### INSTRUCTIONS FOR THE TASK
Rewrite the listing, starting at its beginning and ending at the line containing "[(309, 145)]", with every "stirrup leather" changed to "stirrup strap" and all else left as it is. Omit the pictures from your answer.

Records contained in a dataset
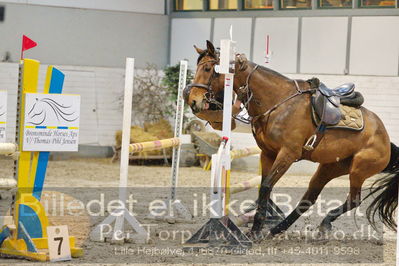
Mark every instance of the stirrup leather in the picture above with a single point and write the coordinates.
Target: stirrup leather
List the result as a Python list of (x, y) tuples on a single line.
[(309, 145)]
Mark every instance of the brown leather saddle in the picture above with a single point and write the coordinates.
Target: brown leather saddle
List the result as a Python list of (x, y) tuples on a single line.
[(326, 104)]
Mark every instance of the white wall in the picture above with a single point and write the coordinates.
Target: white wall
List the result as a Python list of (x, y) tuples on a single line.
[(241, 32), (375, 46), (323, 45), (68, 36), (283, 33), (186, 33), (147, 6)]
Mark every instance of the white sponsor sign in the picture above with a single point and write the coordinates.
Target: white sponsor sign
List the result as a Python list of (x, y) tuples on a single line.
[(51, 122), (3, 115)]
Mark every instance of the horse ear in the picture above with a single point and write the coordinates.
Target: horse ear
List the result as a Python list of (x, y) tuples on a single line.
[(242, 61), (200, 51), (210, 48)]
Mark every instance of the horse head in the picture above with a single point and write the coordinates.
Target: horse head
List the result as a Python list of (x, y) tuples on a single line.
[(205, 94)]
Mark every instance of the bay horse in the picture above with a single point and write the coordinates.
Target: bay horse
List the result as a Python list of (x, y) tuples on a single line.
[(281, 123)]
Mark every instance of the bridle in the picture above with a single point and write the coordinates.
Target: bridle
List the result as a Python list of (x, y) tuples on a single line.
[(210, 94)]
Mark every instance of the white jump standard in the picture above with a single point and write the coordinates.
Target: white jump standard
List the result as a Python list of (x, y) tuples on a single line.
[(220, 231)]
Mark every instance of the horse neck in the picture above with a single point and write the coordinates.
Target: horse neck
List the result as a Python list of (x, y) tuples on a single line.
[(268, 88)]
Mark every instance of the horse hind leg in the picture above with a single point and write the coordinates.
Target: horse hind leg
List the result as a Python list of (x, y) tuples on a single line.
[(364, 165), (324, 174)]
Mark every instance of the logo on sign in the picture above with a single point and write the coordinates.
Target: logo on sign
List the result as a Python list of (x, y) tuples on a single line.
[(51, 122), (49, 109)]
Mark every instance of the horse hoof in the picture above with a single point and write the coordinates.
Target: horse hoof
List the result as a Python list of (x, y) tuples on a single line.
[(256, 236)]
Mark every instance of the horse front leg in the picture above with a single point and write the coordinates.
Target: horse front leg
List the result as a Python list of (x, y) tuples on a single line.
[(283, 161)]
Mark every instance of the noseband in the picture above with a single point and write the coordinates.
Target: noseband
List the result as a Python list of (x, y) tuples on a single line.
[(209, 95)]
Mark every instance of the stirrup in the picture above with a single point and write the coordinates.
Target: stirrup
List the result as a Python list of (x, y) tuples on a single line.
[(310, 143)]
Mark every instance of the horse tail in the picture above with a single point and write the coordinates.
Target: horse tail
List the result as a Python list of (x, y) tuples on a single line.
[(386, 188)]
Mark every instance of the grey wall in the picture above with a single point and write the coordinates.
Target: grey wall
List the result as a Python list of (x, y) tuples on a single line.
[(71, 36), (139, 6)]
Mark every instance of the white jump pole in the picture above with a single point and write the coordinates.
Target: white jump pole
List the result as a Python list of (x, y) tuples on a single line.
[(220, 231), (104, 229), (178, 210)]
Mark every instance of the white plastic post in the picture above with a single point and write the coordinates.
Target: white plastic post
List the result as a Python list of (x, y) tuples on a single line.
[(122, 214), (178, 128), (227, 68), (126, 126)]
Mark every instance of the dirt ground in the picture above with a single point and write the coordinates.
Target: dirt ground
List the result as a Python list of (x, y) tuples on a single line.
[(84, 179)]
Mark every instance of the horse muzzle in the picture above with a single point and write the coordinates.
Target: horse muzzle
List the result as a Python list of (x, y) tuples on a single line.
[(198, 101)]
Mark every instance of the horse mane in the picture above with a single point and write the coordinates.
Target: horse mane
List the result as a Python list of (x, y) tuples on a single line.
[(270, 71), (260, 67)]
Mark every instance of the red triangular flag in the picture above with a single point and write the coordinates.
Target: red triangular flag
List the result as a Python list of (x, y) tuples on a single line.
[(27, 43)]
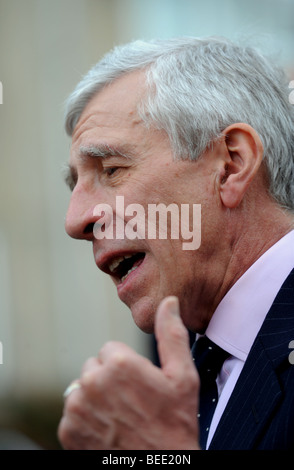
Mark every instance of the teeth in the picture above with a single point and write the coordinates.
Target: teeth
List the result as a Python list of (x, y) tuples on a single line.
[(129, 271), (115, 263)]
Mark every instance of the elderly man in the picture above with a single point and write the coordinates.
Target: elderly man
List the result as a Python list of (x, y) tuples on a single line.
[(188, 121)]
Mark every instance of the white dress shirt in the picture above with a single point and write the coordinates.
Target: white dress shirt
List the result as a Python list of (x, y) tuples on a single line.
[(239, 316)]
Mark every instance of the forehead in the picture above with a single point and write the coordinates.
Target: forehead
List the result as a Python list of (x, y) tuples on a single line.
[(115, 107)]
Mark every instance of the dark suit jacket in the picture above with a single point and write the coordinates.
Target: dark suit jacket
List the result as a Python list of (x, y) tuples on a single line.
[(260, 412)]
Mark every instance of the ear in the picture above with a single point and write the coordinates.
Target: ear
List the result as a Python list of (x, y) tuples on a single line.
[(244, 152)]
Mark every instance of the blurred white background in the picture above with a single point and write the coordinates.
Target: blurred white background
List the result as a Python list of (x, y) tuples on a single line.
[(56, 309)]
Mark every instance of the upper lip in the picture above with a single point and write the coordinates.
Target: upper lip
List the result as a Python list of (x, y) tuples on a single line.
[(107, 262)]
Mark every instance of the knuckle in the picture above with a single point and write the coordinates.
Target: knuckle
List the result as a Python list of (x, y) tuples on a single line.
[(74, 405)]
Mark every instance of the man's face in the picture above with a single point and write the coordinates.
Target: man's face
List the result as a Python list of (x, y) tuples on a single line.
[(137, 163)]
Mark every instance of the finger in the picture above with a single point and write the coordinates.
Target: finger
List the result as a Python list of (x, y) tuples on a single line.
[(75, 385), (172, 339)]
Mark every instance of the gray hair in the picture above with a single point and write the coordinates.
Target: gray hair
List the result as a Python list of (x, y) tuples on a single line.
[(198, 87)]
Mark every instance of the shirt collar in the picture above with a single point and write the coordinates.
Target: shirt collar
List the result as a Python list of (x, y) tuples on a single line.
[(239, 316)]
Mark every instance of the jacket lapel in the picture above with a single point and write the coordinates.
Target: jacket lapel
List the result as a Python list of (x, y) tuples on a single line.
[(257, 392)]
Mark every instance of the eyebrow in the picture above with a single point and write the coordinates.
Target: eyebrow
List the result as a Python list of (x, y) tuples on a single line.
[(104, 151), (95, 151)]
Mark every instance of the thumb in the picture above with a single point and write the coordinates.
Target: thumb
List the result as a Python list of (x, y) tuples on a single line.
[(172, 339)]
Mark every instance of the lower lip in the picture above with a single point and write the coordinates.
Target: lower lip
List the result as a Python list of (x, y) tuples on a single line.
[(126, 284)]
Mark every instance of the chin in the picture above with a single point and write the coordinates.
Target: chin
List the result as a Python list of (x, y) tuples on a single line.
[(143, 312)]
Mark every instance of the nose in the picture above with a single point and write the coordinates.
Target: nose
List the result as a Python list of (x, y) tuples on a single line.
[(80, 217)]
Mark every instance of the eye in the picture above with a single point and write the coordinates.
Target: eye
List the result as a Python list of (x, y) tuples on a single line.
[(110, 171)]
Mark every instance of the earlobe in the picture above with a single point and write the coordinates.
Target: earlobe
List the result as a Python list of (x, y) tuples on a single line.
[(244, 152)]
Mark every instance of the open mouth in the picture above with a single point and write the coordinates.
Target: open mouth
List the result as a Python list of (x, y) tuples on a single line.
[(121, 266)]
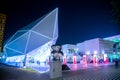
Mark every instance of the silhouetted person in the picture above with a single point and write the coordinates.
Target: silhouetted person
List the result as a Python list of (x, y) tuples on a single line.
[(116, 63)]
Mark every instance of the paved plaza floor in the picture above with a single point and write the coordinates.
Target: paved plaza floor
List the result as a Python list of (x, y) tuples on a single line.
[(78, 72)]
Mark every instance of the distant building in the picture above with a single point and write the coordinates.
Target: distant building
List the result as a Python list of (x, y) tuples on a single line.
[(2, 25)]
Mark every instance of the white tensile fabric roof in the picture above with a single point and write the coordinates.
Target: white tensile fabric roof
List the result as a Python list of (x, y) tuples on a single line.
[(34, 35)]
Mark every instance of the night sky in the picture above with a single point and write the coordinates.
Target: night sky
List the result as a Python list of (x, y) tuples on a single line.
[(79, 20)]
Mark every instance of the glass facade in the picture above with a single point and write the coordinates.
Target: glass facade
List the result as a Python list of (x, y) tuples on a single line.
[(34, 41)]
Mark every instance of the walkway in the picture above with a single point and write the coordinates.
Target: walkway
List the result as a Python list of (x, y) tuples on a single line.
[(99, 72)]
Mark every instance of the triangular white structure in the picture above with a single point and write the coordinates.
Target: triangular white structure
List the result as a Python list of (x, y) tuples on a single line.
[(35, 39)]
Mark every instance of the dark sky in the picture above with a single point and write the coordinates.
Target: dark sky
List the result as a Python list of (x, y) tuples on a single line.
[(79, 20)]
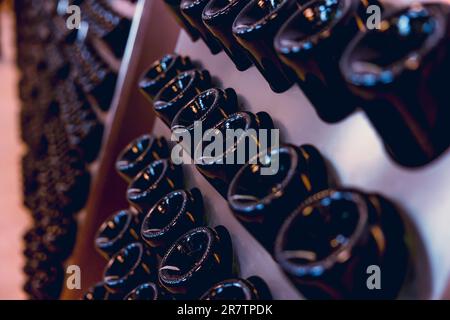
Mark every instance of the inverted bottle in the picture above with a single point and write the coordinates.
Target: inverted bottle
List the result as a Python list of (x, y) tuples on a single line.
[(399, 74), (329, 243), (311, 43)]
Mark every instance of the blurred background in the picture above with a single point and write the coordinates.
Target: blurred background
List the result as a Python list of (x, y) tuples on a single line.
[(14, 216)]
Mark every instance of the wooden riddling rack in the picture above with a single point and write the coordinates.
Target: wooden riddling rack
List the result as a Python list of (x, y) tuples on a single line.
[(351, 145)]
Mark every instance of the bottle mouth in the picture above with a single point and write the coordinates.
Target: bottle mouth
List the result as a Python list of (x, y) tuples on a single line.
[(257, 14), (174, 89), (239, 122), (148, 179), (186, 256), (197, 109), (163, 216), (113, 228), (322, 232), (311, 24), (232, 289), (405, 38), (123, 264), (158, 70), (97, 292), (251, 190), (190, 4), (217, 8), (134, 153), (146, 291)]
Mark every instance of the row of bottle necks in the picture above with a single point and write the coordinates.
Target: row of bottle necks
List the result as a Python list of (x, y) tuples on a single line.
[(65, 86), (393, 71), (324, 236)]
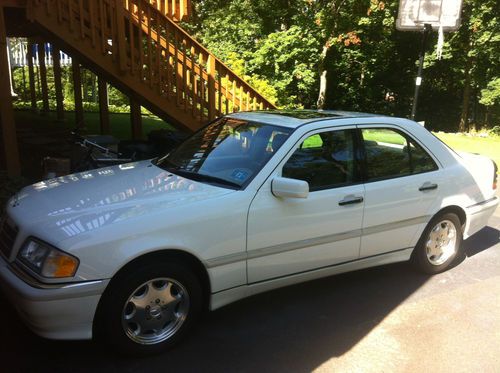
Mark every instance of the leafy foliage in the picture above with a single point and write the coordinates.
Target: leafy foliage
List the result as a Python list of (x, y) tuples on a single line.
[(284, 45)]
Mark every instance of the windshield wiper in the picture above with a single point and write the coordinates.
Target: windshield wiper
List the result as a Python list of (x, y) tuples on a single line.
[(203, 177)]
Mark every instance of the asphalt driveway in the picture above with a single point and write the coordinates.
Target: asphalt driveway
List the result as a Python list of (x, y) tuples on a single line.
[(382, 319)]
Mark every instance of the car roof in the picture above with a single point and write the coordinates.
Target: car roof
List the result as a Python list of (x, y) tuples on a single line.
[(296, 118)]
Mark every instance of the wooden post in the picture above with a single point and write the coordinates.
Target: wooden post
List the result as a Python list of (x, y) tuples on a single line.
[(56, 66), (31, 74), (77, 88), (43, 77), (135, 119), (103, 106), (211, 87), (121, 41), (7, 123)]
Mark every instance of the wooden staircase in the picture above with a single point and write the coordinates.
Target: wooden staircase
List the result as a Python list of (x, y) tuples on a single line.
[(138, 46)]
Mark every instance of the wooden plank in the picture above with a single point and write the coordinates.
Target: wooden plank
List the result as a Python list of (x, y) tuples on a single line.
[(135, 119), (131, 36), (104, 27), (120, 33), (102, 88), (7, 124), (211, 86), (56, 66), (43, 77), (140, 40), (31, 75), (150, 49), (77, 85), (92, 22), (82, 20)]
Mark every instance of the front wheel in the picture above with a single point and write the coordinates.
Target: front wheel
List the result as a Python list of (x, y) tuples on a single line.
[(151, 308), (440, 245)]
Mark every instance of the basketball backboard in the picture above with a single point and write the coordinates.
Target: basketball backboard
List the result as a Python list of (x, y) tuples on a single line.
[(413, 14)]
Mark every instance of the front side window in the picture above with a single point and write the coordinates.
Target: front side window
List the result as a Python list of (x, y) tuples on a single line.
[(391, 154), (324, 160), (228, 152)]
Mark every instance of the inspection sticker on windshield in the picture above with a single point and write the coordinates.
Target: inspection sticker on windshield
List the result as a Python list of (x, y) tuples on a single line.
[(239, 175)]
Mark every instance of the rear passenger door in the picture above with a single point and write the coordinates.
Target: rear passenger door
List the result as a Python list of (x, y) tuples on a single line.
[(292, 235), (401, 182)]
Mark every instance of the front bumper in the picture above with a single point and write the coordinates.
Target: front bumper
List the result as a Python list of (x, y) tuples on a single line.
[(62, 311), (478, 215)]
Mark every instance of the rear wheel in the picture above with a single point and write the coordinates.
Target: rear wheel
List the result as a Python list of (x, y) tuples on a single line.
[(440, 245), (151, 308)]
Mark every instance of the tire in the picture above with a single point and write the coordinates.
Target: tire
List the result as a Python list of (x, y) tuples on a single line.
[(440, 245), (150, 308)]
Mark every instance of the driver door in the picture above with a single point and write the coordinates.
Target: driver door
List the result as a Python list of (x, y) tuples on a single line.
[(292, 235)]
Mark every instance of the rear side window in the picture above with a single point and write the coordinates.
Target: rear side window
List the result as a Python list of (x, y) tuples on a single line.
[(391, 154), (325, 160)]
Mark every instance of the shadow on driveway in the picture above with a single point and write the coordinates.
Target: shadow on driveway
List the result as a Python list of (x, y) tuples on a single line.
[(291, 329)]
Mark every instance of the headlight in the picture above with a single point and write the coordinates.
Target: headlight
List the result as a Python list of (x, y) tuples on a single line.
[(47, 260)]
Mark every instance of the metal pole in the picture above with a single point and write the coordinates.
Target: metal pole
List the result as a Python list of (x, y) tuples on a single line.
[(418, 82)]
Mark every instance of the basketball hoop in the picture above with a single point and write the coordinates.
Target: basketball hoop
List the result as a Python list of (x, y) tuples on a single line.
[(425, 16), (414, 14)]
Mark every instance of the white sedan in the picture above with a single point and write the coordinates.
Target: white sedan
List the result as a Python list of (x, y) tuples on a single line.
[(253, 201)]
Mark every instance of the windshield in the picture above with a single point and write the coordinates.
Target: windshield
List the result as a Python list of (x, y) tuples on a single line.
[(228, 152)]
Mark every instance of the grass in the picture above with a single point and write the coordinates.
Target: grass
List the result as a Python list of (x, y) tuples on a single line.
[(487, 146), (119, 123)]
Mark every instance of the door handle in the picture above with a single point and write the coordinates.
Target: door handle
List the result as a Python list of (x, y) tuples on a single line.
[(427, 186), (350, 200)]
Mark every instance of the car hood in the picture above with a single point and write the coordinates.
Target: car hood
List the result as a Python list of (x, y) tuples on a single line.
[(92, 199)]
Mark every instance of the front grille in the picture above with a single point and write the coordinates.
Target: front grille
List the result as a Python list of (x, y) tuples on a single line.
[(8, 234)]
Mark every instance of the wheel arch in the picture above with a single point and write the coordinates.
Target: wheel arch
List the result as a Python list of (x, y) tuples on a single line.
[(457, 210), (177, 255)]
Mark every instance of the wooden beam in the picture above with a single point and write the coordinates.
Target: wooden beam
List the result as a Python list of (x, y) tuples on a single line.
[(102, 88), (135, 119), (56, 66), (31, 75), (77, 89), (7, 123), (43, 77)]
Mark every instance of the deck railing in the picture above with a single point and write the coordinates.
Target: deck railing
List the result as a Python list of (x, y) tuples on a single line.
[(144, 42)]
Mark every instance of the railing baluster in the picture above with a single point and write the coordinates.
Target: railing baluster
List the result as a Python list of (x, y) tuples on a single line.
[(80, 15), (149, 48), (59, 11), (131, 9), (70, 14), (140, 40), (92, 21), (158, 54), (184, 72)]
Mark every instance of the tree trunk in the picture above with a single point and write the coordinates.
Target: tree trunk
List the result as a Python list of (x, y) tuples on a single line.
[(463, 125), (323, 82)]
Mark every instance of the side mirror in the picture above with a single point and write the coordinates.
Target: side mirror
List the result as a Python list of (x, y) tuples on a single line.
[(289, 188)]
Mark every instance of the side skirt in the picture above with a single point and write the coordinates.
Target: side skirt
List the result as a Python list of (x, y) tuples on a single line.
[(228, 296)]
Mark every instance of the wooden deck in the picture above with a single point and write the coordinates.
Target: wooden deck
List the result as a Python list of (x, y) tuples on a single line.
[(138, 47)]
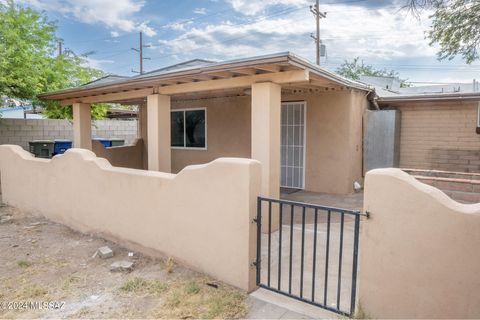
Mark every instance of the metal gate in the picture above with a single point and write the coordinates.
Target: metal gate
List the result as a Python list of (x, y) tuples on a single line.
[(308, 252)]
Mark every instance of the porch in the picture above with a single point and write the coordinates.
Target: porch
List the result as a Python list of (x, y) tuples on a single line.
[(194, 115)]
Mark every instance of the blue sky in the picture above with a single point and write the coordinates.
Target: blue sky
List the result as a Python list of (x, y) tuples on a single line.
[(379, 32)]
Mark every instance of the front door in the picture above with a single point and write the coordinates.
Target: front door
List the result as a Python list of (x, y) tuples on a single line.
[(292, 145)]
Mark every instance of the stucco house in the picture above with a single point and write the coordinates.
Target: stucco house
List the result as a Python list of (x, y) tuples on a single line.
[(303, 123)]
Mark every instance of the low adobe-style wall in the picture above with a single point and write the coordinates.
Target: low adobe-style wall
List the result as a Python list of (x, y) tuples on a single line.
[(202, 216), (419, 251), (460, 186), (130, 156)]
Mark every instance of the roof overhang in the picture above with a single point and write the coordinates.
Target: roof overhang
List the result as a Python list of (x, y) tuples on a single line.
[(284, 68), (470, 96)]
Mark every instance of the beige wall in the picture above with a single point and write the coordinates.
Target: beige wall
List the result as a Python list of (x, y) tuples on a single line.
[(228, 131), (201, 217), (419, 251), (439, 136), (130, 156), (334, 140)]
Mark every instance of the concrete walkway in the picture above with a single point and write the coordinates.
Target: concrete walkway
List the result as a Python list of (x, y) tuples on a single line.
[(349, 201), (264, 304)]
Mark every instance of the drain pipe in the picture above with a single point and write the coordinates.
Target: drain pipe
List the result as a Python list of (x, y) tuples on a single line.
[(372, 97)]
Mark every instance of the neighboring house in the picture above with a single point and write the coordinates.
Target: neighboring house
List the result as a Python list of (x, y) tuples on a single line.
[(25, 112), (439, 124), (303, 123)]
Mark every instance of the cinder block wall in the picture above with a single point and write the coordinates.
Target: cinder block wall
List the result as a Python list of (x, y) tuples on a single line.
[(21, 131), (440, 136)]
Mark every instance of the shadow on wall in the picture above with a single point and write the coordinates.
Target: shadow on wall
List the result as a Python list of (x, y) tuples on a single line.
[(419, 251), (201, 216), (130, 156)]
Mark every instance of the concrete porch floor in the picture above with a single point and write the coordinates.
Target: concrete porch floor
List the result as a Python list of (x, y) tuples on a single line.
[(295, 308), (349, 201)]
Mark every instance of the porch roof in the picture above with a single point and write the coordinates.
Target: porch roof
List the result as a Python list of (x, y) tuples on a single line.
[(159, 80)]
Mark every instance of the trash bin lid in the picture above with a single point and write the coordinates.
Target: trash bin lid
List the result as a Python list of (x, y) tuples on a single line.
[(41, 141)]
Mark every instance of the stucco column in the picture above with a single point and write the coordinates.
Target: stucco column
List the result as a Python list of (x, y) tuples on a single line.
[(82, 126), (266, 107), (158, 133)]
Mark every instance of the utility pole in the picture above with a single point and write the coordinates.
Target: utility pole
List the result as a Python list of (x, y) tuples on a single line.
[(140, 52), (318, 15), (60, 47)]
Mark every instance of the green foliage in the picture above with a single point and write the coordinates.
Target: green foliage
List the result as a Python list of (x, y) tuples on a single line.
[(456, 28), (356, 68), (28, 64)]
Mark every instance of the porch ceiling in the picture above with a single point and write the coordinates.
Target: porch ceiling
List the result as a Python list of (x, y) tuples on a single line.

### THE COMPLETED TASK
Mark every instance of the stirrup strap in the picture above with a single point and write the coordinates.
Target: stirrup strap
List the result as a Python list of (x, y) tuples on a single line.
[(309, 145)]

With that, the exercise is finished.